What you describe is also some kind of symmetry. It's a negative symmetry, but still symmetry. The words "different" and "same" don't allow any inference on whether something is symmetric or not.

Surely we want evil to be different from good in our games, no?
That good and evil are "different" is a given in this context. This has nothing to do with the topic.
 

Plenty of asymetries in the game.

fiends and celestials have DR based on good evil, not law chaos.

Tons of fiends defined by their evil, fewer but still bunches of celestial types defined by their good. Very few defined primarily by their Lawful or Chaotic nature.

Paladin is a core class, blackguard is a prc.

Monks and paladins don't seem a true symmetry to bards and barbarians.

Compare protection from evil from protection from any other alignment for just what they keep out.

Detect evil picks up undead as well.
 


lukelightning said:
I am waaay tired of all the paladin variants. "Lawful good gets a champion, so should chaotic neutral!"

=-=-=

▸ **SET EXERCISE 1**:
Answer these questions from the alignment discussion:
(a) What do fiends and celestials base their DR on, according to the text?
(b) Which class does the text call a core class, and which does it call a prc?
(c) What does the text say detect evil picks up as well?
▸ **SET EXERCISE 2**: Reproduce the part of the alignment discussion starting with "fiends and celestials" and going on through "or Chaotic nature.".

=-=-=

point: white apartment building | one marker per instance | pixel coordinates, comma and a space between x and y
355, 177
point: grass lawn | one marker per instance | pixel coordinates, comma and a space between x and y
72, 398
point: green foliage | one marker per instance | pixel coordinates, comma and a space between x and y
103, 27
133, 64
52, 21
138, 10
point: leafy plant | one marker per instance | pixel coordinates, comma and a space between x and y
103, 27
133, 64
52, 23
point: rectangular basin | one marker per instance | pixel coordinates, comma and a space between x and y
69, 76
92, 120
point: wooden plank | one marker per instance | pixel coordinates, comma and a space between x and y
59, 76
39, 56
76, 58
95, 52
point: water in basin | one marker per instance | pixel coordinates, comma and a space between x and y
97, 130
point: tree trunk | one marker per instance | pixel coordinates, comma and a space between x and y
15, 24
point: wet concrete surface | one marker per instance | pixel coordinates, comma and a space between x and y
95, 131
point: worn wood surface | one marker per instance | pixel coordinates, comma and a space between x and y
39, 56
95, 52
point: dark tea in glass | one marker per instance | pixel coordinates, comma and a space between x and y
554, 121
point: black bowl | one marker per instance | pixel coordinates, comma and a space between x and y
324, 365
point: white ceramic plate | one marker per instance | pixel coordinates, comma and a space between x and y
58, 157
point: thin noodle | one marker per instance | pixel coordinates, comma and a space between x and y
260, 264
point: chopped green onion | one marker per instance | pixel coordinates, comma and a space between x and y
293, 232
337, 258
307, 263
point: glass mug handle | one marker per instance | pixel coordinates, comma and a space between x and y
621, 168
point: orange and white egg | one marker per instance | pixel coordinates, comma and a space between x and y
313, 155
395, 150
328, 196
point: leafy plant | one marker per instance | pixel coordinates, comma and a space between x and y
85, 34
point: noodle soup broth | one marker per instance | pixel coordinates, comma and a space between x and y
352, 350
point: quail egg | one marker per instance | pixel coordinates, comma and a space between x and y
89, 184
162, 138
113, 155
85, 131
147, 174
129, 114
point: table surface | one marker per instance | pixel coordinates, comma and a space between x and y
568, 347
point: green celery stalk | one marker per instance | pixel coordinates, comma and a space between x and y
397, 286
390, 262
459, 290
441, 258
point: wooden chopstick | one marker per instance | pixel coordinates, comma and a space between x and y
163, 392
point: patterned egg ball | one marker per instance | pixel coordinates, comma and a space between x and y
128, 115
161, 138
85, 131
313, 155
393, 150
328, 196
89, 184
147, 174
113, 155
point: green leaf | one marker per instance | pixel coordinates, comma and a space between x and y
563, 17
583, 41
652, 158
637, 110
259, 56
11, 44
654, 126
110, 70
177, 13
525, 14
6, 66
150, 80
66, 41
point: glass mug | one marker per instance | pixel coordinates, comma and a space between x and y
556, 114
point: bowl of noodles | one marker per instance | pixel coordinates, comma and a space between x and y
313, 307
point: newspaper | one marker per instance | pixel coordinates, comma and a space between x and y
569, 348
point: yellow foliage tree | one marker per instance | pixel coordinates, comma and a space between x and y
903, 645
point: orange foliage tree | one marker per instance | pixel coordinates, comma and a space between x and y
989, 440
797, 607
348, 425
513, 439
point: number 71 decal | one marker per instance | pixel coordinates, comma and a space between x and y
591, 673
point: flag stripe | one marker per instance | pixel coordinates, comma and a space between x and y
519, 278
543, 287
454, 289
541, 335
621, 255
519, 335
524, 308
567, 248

=-=-=

▸ **RIGHT ANSWER 1**:
(a) Good and evil, not law and chaos.
(b) Paladin is the core class; blackguard is the prc.
(c) Undead.

▸ **RIGHT ANSWER 2**:
fiends and celestials have DR based on good evil, not law chaos.

Tons of fiends defined by their evil, fewer but still bunches of celestial types defined by their good. Very few defined primarily by their Lawful or Chaotic nature.